-- Begin --

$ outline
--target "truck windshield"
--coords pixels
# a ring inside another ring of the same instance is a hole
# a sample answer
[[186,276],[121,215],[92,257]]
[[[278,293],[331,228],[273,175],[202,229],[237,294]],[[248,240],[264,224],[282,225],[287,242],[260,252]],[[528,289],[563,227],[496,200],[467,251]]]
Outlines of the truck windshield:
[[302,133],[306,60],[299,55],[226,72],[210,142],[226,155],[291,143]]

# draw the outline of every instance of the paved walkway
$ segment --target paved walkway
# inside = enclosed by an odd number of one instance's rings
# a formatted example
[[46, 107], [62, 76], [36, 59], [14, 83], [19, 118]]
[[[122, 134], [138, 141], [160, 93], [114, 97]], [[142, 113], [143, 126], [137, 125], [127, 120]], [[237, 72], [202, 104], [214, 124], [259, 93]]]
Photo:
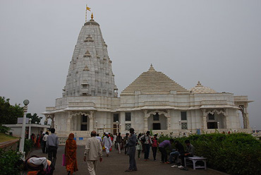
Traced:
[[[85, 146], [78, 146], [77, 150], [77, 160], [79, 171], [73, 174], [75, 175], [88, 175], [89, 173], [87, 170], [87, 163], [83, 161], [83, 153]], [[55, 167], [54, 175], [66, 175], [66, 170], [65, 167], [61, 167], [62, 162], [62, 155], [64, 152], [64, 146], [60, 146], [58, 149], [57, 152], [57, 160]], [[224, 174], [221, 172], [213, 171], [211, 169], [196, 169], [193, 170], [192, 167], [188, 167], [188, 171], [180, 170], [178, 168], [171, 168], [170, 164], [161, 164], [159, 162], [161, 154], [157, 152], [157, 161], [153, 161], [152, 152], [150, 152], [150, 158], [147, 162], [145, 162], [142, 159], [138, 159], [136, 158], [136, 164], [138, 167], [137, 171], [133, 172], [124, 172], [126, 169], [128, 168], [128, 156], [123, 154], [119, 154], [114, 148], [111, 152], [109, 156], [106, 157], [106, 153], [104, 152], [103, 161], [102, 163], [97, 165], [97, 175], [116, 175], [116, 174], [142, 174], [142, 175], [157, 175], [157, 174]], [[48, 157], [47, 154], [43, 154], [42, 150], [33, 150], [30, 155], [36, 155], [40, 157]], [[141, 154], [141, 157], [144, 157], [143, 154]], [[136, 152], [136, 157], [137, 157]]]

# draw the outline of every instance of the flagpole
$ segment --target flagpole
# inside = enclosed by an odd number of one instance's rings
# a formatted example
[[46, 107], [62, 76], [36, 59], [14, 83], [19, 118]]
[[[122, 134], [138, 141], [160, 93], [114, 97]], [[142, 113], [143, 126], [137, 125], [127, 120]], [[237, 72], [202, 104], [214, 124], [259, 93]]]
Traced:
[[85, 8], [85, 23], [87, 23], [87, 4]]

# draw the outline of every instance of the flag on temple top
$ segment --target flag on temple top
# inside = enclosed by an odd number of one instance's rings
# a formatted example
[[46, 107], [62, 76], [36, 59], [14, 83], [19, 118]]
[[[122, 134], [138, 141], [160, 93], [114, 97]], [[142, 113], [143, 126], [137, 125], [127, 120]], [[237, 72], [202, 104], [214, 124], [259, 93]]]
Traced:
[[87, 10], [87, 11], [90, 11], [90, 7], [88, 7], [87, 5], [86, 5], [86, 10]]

-- End --

**YOUR GOAL:** Format every line of the items above as a JSON list of strings, one string per line, leaving out blank lines and the pictures.

**RESPONSE BELOW:**
[
  "$ outline",
  "--target \"truck windshield\"",
  "--coords pixels",
  "# a ring inside another ring of the same instance is a hole",
  "# a sample answer",
  "[[186,276],[121,215],[92,257]]",
  "[[[278,293],[331,228],[273,175],[202,229],[237,294]],[[248,240],[264,224],[282,225],[287,242],[260,252]],[[528,289],[563,227],[496,200],[467,251]]]",
  "Outlines of the truck windshield:",
  "[[302,133],[306,60],[299,55],[226,72],[210,142],[226,155],[291,143]]",
  "# draw the outline of every instance of the paved walkway",
  "$ segment --target paved walkway",
  "# inside = enclosed by an odd number of one instance's rings",
  "# a formatted example",
  "[[46, 107], [62, 76], [36, 59], [14, 83], [19, 118]]",
  "[[[122, 134], [138, 141], [160, 93], [114, 97]], [[142, 113], [143, 126], [137, 125], [127, 120]], [[237, 72], [202, 104], [214, 124], [259, 93]]]",
  "Photo:",
  "Traced:",
  "[[[85, 146], [78, 146], [77, 150], [77, 160], [79, 171], [73, 174], [75, 175], [88, 175], [89, 173], [87, 170], [87, 163], [83, 161], [83, 153]], [[55, 167], [54, 175], [66, 175], [66, 170], [65, 167], [61, 167], [62, 162], [62, 155], [64, 152], [64, 146], [60, 146], [58, 149], [57, 152], [57, 160]], [[224, 174], [221, 172], [213, 171], [211, 169], [196, 169], [193, 170], [192, 167], [188, 167], [188, 171], [180, 170], [178, 168], [171, 168], [170, 164], [161, 164], [159, 162], [161, 154], [157, 152], [157, 161], [153, 161], [152, 152], [150, 152], [150, 158], [147, 162], [145, 162], [142, 159], [138, 159], [136, 158], [136, 164], [138, 167], [137, 171], [133, 172], [124, 172], [126, 169], [128, 168], [128, 156], [123, 154], [119, 154], [114, 148], [111, 152], [109, 156], [106, 157], [106, 153], [104, 152], [103, 161], [102, 163], [97, 165], [97, 175], [116, 175], [116, 174], [142, 174], [142, 175], [157, 175], [157, 174]], [[48, 157], [47, 154], [43, 154], [42, 150], [33, 150], [30, 155], [36, 155], [40, 157]], [[141, 154], [141, 157], [144, 157], [143, 154]], [[136, 152], [136, 157], [137, 157]]]",
  "# draw the outline of every instance of the flagpole",
  "$ segment --target flagpole",
  "# inside = enclosed by an odd number of one instance's rings",
  "# a formatted example",
  "[[46, 107], [62, 76], [36, 59], [14, 83], [19, 118]]",
  "[[[122, 134], [138, 141], [160, 93], [114, 97]], [[142, 113], [143, 126], [137, 125], [127, 120]], [[237, 72], [202, 104], [214, 124], [259, 93]]]",
  "Traced:",
  "[[85, 8], [85, 23], [87, 23], [87, 4]]",
  "# draw the outline of every instance of the flag on temple top",
  "$ segment --target flag on temple top",
  "# inside = enclosed by an odd number of one instance's rings",
  "# a formatted example",
  "[[46, 107], [62, 76], [36, 59], [14, 83], [19, 118]]",
  "[[[122, 134], [138, 141], [160, 93], [114, 97]], [[142, 113], [143, 126], [137, 125], [127, 120]], [[237, 72], [202, 104], [214, 124], [259, 93]]]",
  "Traced:",
  "[[87, 10], [87, 11], [90, 11], [90, 7], [88, 7], [87, 5], [86, 5], [86, 10]]"
]